- **Work to be completed**: In the Spark code snippet, which state appears in the row with index 1 of the printed table?

Without groupBy pivot agg first
Please check below code.
scala> val df = Seq((0, "KY", Seq(("A", "45"))),(1, "OR", Seq(("A", "30"),("B", "10")))).toDF("index", "state", "entries").withColumn("entries",$"entries".cast("array<struct<name:string,number:string>>"))
df: org.apache.spark.sql.DataFrame = [index: int, state: string ... 1 more field]
scala> df.printSchema
root
|-- index: integer (nullable = false)
|-- state: string (nullable = true)
|-- entries: array (nullable = true)
| |-- element: struct (containsNull = true)
| | |-- name: string (nullable = true)
| | |-- number: string (nullable = true)
scala> df.show(false)
+-----+-----+------------------+
|index|state|entries |
+-----+-----+------------------+
|0 |KY |[[A, 45]] |
|1 |OR |[[A, 30], [B, 10]]|
+-----+-----+------------------+
scala> val finalDFColumns = df.select(explode($"entries").as("entries")).select("entries.*").select("name").distinct.map(_.getAs[String](0)).orderBy($"value".asc).collect.foldLeft(df.limit(0))((cdf,c) => cdf.withColumn(c,lit(null))).columns
finalDFColumns: Array[String] = Array(index, state, entries, A, B)
scala> val finalDF = df.select($"*" +: (0 until max).map(i => $"entries".getItem(i)("number").as(i.toString)): _*)

- **Entries supplied**:
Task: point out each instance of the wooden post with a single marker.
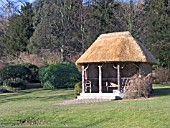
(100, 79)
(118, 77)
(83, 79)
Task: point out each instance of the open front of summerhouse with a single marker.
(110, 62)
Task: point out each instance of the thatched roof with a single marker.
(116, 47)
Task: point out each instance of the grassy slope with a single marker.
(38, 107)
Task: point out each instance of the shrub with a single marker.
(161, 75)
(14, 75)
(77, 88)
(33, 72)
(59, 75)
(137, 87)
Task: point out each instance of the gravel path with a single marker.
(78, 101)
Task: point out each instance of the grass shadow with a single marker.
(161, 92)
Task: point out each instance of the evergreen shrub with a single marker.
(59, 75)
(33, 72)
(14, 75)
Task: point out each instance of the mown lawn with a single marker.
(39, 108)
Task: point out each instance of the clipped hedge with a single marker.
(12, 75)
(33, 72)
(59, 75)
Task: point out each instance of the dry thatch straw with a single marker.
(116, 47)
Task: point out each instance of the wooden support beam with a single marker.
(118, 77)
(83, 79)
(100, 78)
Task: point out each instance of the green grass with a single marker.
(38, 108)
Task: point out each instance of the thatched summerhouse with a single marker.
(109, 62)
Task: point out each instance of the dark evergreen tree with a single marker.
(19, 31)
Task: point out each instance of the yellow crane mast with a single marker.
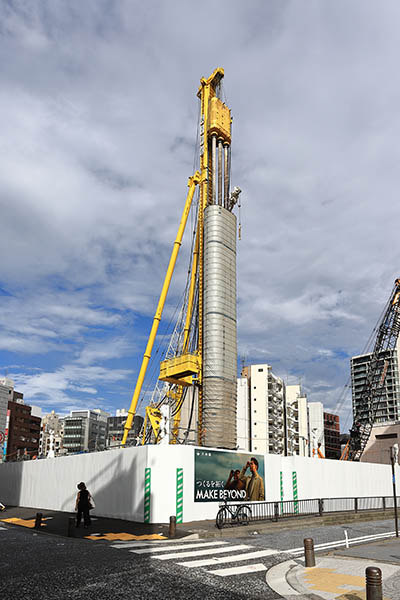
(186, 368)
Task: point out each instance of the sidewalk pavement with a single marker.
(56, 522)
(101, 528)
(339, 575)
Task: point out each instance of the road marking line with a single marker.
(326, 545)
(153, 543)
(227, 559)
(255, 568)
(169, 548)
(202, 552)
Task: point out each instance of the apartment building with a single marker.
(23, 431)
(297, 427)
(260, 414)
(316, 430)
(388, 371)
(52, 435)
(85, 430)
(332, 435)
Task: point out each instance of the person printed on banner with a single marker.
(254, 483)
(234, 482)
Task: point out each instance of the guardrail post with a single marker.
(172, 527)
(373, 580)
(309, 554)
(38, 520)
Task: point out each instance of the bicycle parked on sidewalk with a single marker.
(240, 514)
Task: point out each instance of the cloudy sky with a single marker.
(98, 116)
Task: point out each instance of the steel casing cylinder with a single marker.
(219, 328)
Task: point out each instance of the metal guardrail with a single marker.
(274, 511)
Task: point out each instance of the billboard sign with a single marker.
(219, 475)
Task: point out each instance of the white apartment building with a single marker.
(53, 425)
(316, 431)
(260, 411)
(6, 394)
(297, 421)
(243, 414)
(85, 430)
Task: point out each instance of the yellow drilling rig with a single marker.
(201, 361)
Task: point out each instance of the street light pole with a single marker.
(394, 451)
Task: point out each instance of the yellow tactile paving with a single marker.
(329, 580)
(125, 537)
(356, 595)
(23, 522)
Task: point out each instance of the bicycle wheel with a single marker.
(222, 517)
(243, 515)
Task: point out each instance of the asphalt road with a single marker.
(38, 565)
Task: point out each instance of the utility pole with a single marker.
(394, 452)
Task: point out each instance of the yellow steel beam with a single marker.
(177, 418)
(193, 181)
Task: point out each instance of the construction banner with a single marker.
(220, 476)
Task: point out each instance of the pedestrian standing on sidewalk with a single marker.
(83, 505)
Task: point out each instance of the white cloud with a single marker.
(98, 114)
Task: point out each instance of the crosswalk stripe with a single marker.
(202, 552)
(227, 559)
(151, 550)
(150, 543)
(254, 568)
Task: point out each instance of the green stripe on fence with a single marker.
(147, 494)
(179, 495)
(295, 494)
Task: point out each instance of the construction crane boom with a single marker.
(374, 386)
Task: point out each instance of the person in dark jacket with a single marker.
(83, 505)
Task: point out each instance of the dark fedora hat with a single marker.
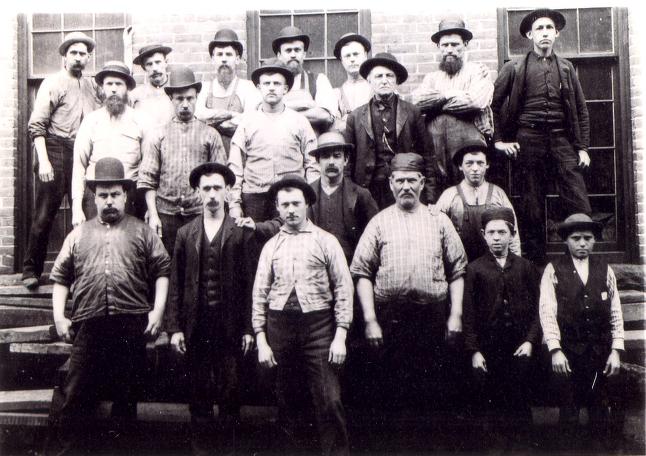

- **Exercise response**: OR